--- READING TEXT ---
────────
Hidden neurons make up any layers between the input and output neurons. But what values do these have, and how do they get them? Each neuron in layer L gets its input from all the neurons in layer L − 1 (in a fully-connected network). We’ll talk more about these connections and how they work below.
Output neurons comprise the final layer, and they get their input from all the neurons in the layer that precedes it, layer N- 1.
Parameters
To make this model a network, we need some way for the neurons to communicate information with each other. In an MLP, neurons only communicate forward. This means neurons in Layer L transmit information to neurons in Layer L + 1, and so on. MLPs are in fact known as a type of “feedforward” network for this reason. We can represent lines of communication via edges in our graph:
Remember that the image above isn’t to scale, so it contains significantly less connections that the actual model. In a fully connected MLP like the one we are building, the value of every neuron in Layer L influences the value of every neuron in Layer L + 1. To calculate the total number of connections between any two layers, we take the number of neurons in Layer L and multiply them by the number in Layer L + 1. Then we can sum up these products to determine the total number of connections for our network. In our case, that means (784 x 100) + (100 x 10) = 79,400 . This seems like a very big number, but bear in mind that modern LLMs have trillions of these connections! That’s what makes them Large.
────────
--- SUPPLIED RECORDS ---
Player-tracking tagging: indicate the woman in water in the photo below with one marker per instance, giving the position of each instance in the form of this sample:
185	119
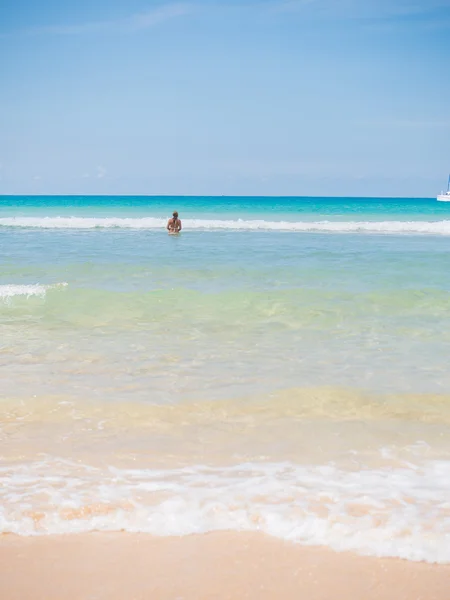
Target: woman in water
174	224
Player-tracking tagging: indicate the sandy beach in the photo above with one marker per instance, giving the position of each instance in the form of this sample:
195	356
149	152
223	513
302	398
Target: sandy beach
121	566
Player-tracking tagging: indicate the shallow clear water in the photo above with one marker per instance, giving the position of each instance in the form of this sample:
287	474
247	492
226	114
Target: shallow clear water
306	339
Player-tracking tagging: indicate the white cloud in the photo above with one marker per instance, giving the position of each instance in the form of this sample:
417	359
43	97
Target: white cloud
130	24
────────
--- YOUR TASK ---
In the text on multilayer perceptrons, why are MLPs called a type of "feedforward" network? You will not need the items to complete this.

--- COMPLETED EXERCISE ---
Their neurons communicate only forward, with neurons in Layer L transmitting information to neurons in Layer L + 1.